──────── Input material

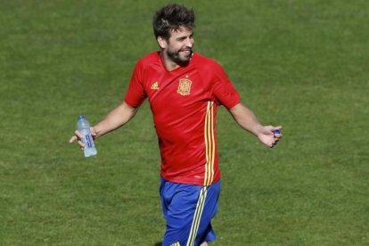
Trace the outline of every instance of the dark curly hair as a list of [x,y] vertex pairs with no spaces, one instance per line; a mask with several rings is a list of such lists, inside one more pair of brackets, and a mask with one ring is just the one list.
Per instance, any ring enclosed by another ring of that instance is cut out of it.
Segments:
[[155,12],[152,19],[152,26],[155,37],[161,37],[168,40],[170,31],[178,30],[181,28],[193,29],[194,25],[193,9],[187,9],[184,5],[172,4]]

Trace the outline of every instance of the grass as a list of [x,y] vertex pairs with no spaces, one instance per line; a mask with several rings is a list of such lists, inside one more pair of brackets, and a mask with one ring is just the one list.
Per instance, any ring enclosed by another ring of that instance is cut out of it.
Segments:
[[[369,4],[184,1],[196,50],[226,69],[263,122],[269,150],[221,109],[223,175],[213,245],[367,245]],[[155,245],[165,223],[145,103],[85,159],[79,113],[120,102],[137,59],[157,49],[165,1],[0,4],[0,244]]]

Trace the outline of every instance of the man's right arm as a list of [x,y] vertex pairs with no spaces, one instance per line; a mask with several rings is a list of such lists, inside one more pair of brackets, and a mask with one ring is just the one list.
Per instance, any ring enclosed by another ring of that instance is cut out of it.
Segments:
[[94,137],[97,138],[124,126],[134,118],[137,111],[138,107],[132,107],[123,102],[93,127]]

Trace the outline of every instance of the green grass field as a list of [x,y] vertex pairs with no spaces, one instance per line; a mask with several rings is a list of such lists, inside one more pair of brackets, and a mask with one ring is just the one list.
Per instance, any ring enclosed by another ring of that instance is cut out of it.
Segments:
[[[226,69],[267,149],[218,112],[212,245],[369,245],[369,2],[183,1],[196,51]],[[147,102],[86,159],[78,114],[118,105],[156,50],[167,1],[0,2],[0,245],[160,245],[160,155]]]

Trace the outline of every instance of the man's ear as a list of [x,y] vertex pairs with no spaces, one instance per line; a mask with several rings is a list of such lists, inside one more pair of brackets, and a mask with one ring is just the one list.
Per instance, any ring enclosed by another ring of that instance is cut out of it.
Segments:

────────────────

_Description of the task_
Copy the lines above word for word, leaving out the pictures.

_Solution for this task_
Trace the outline of every instance of the dark curly hair as a list of [x,y] vertex pairs with no spaces, one instance per line; a mask with several rings is a list of such lists, inside one more pair of brackets, and a mask with one ring is just the one list.
Per instance, any ring enclosed by another ring of that instance is cut out of it.
Segments:
[[155,12],[152,19],[152,26],[155,37],[161,37],[168,40],[170,31],[178,30],[181,28],[193,29],[194,25],[193,9],[187,9],[184,5],[172,4]]

Trace the outline of every instance of the grass as a list of [x,y] vertex pairs with no spaces, one instance per line; a mask with several rings is a list of such lists, inside one more pair of brackets, and a mask with one ring is just the one list.
Per instance, any ring enclosed by another ring of that instance is cut out of it.
Segments:
[[[369,4],[184,1],[196,50],[226,69],[263,122],[269,150],[221,109],[223,175],[213,245],[367,245]],[[155,245],[165,223],[145,103],[85,159],[79,113],[120,102],[137,59],[157,49],[165,1],[0,4],[0,244]]]

Trace the outline of every instance of the man's right arm as a list of [x,y] vertex pairs with no spaces, one instance per line; a mask with several rings is a list of such lists, inside one more pair of brackets, and a mask with one ring is just the one list.
Per instance, any ring enclosed by another ring of that instance is cut out of it.
Segments:
[[94,137],[97,138],[124,126],[134,118],[137,111],[138,107],[132,107],[123,102],[93,127]]

Trace the outline of every instance of the green grass field as a list of [x,y] vertex pairs with no spaces, one instance per line; a mask with several rings is a list of such lists, inside one more pair of brackets, and a mask with one ring is just the one list.
Per instance, any ring enclosed by another ring of that instance is cut out of it.
Segments:
[[[226,69],[267,149],[218,112],[212,245],[369,245],[369,2],[183,1],[196,51]],[[147,102],[86,159],[78,114],[118,105],[156,50],[167,1],[0,2],[0,245],[160,245],[160,155]]]

Trace the outline of every instance of the man's ear as a list of [x,y] vertex pairs with no spaces, one instance per line; a mask with several rings is a list of such lists, inside one more pair of brackets, and a mask with one ring is just the one list.
Per instance, any ring enclosed by another ring of that instance is cut out of it.
Segments:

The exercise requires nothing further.